**EXERCISE**
Please repeat, without any change, the lines from the one with "Return one point per instance of the tree" to the one with "<point>232,106</point>", including both.

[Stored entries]

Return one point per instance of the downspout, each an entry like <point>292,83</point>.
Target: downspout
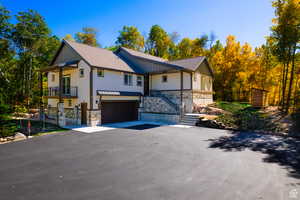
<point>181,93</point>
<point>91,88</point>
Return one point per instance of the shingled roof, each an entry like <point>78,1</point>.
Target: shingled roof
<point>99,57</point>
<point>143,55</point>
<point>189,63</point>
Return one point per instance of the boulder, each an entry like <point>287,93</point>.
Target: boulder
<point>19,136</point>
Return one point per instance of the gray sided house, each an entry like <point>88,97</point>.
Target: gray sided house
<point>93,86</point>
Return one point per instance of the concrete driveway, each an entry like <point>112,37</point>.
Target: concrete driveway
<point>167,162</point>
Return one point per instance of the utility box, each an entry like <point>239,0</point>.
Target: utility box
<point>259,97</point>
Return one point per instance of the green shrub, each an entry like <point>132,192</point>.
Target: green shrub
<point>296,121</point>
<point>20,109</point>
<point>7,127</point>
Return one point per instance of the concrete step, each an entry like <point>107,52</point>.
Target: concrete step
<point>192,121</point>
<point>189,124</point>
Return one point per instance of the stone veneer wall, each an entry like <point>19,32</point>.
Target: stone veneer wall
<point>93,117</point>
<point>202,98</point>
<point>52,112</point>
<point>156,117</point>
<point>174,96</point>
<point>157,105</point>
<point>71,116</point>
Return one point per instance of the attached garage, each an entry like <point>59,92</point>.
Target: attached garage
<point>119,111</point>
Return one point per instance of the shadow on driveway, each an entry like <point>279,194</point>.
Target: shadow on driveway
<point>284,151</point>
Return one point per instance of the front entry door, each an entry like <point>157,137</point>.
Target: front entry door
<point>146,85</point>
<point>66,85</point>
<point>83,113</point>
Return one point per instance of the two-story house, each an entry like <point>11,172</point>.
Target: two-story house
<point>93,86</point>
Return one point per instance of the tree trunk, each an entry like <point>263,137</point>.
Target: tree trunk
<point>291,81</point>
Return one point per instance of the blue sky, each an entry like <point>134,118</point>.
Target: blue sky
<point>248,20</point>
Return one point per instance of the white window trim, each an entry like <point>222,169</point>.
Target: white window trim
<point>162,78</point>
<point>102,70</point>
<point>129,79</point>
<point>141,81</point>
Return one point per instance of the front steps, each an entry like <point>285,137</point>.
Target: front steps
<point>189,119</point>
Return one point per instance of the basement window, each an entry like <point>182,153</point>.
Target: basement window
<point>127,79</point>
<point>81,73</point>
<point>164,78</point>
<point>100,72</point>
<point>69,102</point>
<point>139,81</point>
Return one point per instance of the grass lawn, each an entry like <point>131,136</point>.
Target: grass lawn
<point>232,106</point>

...

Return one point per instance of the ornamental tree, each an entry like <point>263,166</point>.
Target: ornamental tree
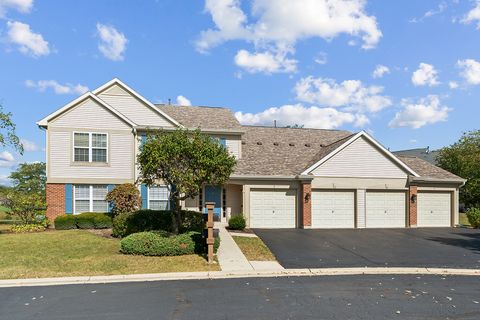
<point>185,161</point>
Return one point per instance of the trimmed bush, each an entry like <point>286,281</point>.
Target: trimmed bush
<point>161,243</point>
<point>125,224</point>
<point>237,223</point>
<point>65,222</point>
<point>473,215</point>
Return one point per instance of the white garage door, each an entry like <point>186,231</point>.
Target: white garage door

**SOLUTION BELOW**
Return one point per instance of the tree trunk, each an entry like <point>263,137</point>.
Target: tree trunk
<point>291,81</point>
Return one point per instance of the blue sky, each an entry like <point>134,118</point>.
Target: blue sky
<point>248,20</point>
Return one point per instance of the white window trim, each an entry like <point>222,169</point>.
Target: white window trim
<point>162,78</point>
<point>102,70</point>
<point>129,79</point>
<point>141,81</point>
Return one point per instance of the front steps, each an entry like <point>285,137</point>.
Target: front steps
<point>189,119</point>
Return one point per instance of the basement window, each an entry like <point>182,153</point>.
Target: basement window
<point>127,79</point>
<point>81,73</point>
<point>164,78</point>
<point>100,72</point>
<point>69,102</point>
<point>139,81</point>
Return one point per instance of the grass lawn, each an entry like <point>131,136</point>.
Target: grass lawn
<point>232,106</point>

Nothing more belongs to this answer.